> [Description of the task]
Word for word, retype every entry in the listing.

+++ Provided records

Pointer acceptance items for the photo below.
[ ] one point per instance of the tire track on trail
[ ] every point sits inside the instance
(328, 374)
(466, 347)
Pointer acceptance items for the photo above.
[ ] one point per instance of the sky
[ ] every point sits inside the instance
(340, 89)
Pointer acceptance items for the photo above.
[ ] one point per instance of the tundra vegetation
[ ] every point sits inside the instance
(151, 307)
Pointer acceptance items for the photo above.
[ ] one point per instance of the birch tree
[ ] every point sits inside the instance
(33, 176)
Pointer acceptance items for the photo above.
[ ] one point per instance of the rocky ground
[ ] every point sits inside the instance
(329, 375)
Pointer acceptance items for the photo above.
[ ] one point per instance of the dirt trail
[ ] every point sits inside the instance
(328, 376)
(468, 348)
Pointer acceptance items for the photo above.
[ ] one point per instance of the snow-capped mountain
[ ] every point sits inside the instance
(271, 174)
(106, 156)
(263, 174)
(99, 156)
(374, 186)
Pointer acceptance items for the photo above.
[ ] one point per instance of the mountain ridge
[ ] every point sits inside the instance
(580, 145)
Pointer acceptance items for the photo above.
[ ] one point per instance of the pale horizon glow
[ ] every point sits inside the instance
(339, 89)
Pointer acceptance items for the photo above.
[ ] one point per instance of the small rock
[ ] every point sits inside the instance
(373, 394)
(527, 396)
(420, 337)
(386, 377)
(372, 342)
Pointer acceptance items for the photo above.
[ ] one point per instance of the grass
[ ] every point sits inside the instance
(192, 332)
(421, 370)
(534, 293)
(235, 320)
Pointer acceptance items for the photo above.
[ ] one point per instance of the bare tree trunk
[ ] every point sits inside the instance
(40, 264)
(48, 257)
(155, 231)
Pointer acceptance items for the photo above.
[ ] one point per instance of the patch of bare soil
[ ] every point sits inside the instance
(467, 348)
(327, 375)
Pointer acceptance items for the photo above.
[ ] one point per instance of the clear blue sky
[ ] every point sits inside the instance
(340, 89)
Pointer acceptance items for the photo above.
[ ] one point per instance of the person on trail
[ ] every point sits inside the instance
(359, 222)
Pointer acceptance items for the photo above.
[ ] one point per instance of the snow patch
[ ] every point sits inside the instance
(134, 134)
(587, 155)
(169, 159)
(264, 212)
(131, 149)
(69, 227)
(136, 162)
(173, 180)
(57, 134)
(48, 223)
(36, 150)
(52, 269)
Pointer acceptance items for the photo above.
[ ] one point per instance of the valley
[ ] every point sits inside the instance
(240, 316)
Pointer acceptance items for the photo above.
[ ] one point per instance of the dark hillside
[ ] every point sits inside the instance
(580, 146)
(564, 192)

++++++

> [Response]
Pointer acceptance items for the photo below.
[ ] one point per instance of the tire track on trail
[ ] every point sits inside the instance
(328, 374)
(466, 347)
Pointer acceptance items for the photo above.
[ ] one point per instance of the sky
[ ] every point sits inside the instance
(340, 89)
Pointer acceptance items for the photo above.
[ ] one point per instance of the tundra vegetation
[ ] every point sits inside the instance
(151, 307)
Pointer acceptance items for the photo above.
[ ] one point per instance of the birch tree
[ ] every point sits inside the instance
(33, 176)
Pointer acceptance items for the photo above.
[ ] one point per instance of the rocky ground
[ ] every point sits inside the instance
(329, 375)
Pointer acceptance items for the photo above.
[ ] one point per instance of the dirt trail
[ ] every point sits inside the instance
(328, 376)
(468, 348)
Pointer acceptance items for the photo above.
[ ] one point per instance of the snow-capped mountain
[ ] every point sits inside the instance
(271, 174)
(106, 156)
(263, 174)
(99, 156)
(374, 186)
Pointer acceptance items for the photo above.
[ ] one point per instance of the mountain ridge
[ ] every point sits inside the instance
(580, 145)
Pointer acceptance items for the photo above.
[ ] one point per instance of the pale horizon glow
[ ] every point sits inside the instance
(339, 89)
Pointer acceptance items for the photo above.
[ ] one point per instance of the small rock
[ ] every point sits inside the instance
(373, 394)
(527, 396)
(420, 337)
(386, 377)
(372, 342)
Pointer acceptance items for the photo above.
[ ] one point per instance of the grass
[ ] every point sits inside the instance
(192, 332)
(421, 370)
(534, 293)
(235, 320)
Pointer acceptance items for the photo above.
[ ] one point per instance of the bare tree trunk
[ ] every point sits inside the instance
(40, 264)
(48, 257)
(155, 231)
Pointer acceptance items for the photo above.
[ ] one point per instance of the patch of bare soil
[ ] every point sits inside the instance
(467, 348)
(327, 375)
Pointer acceptance items for the photo above.
[ ] one point per instance of the clear blue sky
[ ] every point sits inside the instance
(340, 89)
Pointer acceptance items for the photo above.
[ ] one point per instance of the person on trail
[ ] every point sits inside the instance
(359, 222)
Pointer acceptance items for the photo above.
[ ] one point per instance of the snow patch
[ ] every point sits inside the instance
(134, 134)
(587, 155)
(169, 159)
(264, 212)
(131, 149)
(69, 227)
(136, 162)
(173, 180)
(57, 134)
(48, 223)
(36, 150)
(52, 269)
Pointer acceptance items for the photo above.
[ ] one point per instance of the valley
[ ] every point sits inside the instance
(240, 316)
Pointer acceptance items for the photo above.
[ ] one point per instance of the dark hillside
[ ] every point sits inside the instance
(580, 146)
(564, 192)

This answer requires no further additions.